• _EXCERPTED PASSAGE_
^^^^

Goa isn't used as postcard scenery here. It's shot with muted, humid tones that ground the comedy in something more textured than a standard buddy-cop backdrop. Pacing stays brisk across all six episodes, rarely dragging.

Technical Execution

Sound design and score do a lot of quiet heavy lifting. Shreya Ghoshal's track "Piya Piya Piya" lands at exactly the right emotional beat, giving the tape-recorder subplot extra weight without overplaying it.

Where the show's tech execution stumbles is ironic given its subject matter—the actual hacking sequences look more stylized than authentic, prioritizing visual flash over believable interface design.

Star Performances and Character Chemistry

Arshad Warsi as Pedro

This might be Warsi's most fully realized lead performance in years. He's spent decades in scene-stealing sidekick roles—Circuit being the obvious reference point—but here he's carrying the emotional center of the show.

His comic timing hasn't dulled a bit. What's new is the restraint in his dramatic scenes, especially anything involving Pedro's own strained family history, which mirrors Pritam's arc without ever feeling repetitive.

Vir Hirani as Pritam

Vir Hirani's acting debut carries an unusual full-circle detail. As a child, he had a small cameo as Circuit's son in Munna Bhai M.B.B.S. — and 24 years later, he's headlining opposite the same Arshad Warsi.

His performance is grounded and unpolished in a way that mostly works for the character. Some dialogue delivery does feel stiff, particularly in scenes demanding rapid emotional shifts, but it's a promising first outing rather than a weak one.

Vikrant Massey & Supporting Cast

Vikrant Massey plays against type as Martin, and it's a smart casting swerve. Rather than a cartoonish villain, Massey builds someone whose circumstances explain his choices. The show gives him just enough backstory to avoid a flat antagonist.

Mona Singh, as Pedro's wife, is underused given her range. The real bonus is in the cameos: Boman Irani, Sanjay Dutt (a genuine Munna Bhai reunion moment), and cricketer Virender Sehwag all show up in ways that reward longtime Hirani-universe viewers.

What Makes the Series Worth Watching? (The Highs)

  • The Warsi–Hirani chemistry carries entire scenes on charm alone, even when the plot slows down.

  • Genuinely clean, family-safe viewing — no gratuitous violence or content that needs a "watch with kids" disclaimer

  • The six-episode length works in its favor; nothing overstays its welcome, and the pacing never sags.

Where Pritam and Pedro Miss the Mark (The Lows)

  • The "hacking solved in ten minutes" trope shows up too often; major cybercrimes get cracked with a few keystrokes, which undercuts the show's own premise.

^^^^

(Dataset rows)
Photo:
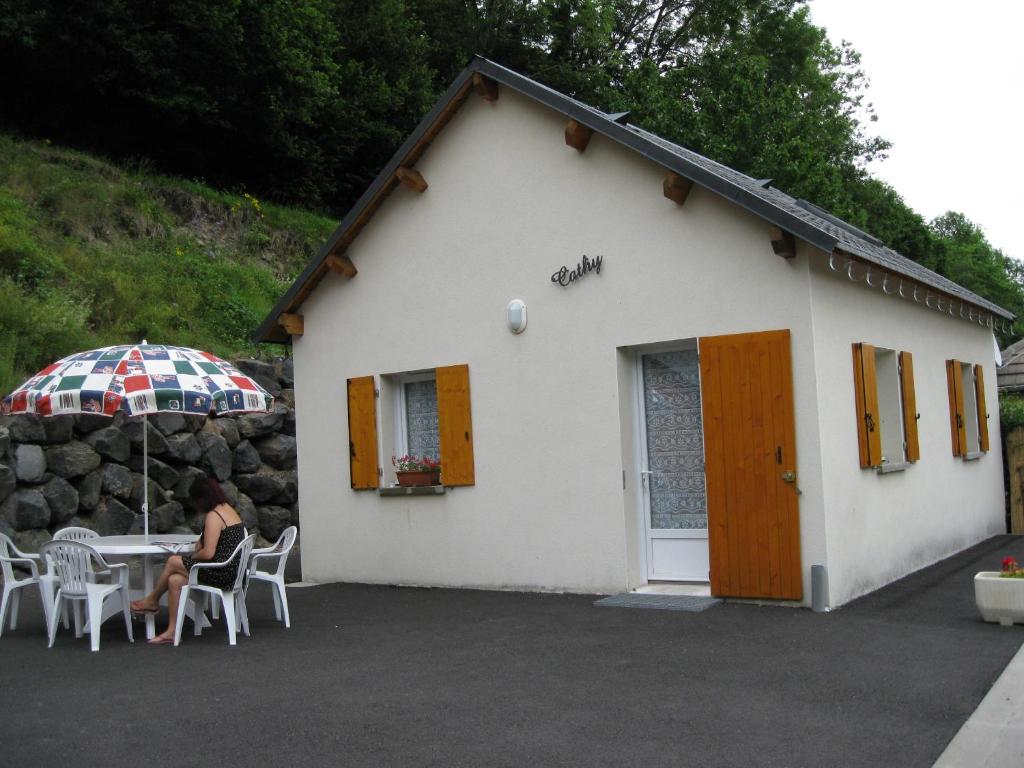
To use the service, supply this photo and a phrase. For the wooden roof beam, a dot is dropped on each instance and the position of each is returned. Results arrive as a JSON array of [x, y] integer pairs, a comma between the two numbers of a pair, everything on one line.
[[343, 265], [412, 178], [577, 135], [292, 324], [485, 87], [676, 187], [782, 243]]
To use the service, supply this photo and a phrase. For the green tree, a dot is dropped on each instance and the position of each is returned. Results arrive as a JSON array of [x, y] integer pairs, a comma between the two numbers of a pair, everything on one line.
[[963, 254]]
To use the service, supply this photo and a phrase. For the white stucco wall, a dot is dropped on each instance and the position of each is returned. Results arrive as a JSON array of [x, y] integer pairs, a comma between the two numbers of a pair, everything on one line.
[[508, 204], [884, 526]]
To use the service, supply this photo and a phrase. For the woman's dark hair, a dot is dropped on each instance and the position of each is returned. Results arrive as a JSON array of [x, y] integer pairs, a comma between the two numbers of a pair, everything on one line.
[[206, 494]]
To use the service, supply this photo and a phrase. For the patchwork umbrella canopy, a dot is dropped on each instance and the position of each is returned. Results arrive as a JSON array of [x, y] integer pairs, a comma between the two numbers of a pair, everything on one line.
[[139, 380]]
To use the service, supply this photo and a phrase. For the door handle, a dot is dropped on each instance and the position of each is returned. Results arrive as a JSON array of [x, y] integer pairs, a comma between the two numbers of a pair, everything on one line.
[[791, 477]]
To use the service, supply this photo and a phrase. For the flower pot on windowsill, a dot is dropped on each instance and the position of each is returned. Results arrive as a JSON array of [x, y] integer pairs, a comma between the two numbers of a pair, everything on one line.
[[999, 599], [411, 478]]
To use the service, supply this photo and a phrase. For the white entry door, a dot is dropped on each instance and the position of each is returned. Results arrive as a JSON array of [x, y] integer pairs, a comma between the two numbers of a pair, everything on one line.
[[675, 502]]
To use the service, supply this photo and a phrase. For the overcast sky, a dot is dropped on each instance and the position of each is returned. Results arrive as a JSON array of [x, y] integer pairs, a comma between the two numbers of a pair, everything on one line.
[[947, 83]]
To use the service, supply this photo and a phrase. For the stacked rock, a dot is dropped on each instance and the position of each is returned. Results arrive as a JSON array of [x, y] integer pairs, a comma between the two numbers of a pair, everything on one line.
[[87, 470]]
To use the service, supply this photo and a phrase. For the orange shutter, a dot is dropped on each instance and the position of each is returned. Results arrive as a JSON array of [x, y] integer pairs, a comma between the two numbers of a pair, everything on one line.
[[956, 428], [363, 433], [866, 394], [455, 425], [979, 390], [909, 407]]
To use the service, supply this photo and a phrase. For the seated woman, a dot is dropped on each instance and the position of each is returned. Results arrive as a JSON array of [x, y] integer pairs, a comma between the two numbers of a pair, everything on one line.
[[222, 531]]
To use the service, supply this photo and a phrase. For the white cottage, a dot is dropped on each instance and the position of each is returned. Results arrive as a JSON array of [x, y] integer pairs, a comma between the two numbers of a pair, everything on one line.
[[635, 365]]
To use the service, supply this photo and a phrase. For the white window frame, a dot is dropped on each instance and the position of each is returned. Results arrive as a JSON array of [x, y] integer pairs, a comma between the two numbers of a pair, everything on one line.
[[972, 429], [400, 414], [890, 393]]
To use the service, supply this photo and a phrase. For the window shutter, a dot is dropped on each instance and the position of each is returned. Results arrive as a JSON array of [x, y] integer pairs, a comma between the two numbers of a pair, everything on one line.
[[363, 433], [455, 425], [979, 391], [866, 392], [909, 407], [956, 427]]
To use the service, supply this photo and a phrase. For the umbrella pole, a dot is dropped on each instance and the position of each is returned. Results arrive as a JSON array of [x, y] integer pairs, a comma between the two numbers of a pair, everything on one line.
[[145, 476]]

^^^^

• _WHAT TO PRODUCE_
Answer these questions using the series review:
(a) Which Shreya Ghoshal track does the review mention?
(b) Whom did Vir Hirani play in his childhood cameo, and in which film?
(c) What is the name of the character Vikrant Massey plays?

• _OUTPUT FOR THIS TASK_
(a) "Piya Piya Piya"
(b) Circuit's son, in Munna Bhai M.B.B.S.
(c) Martin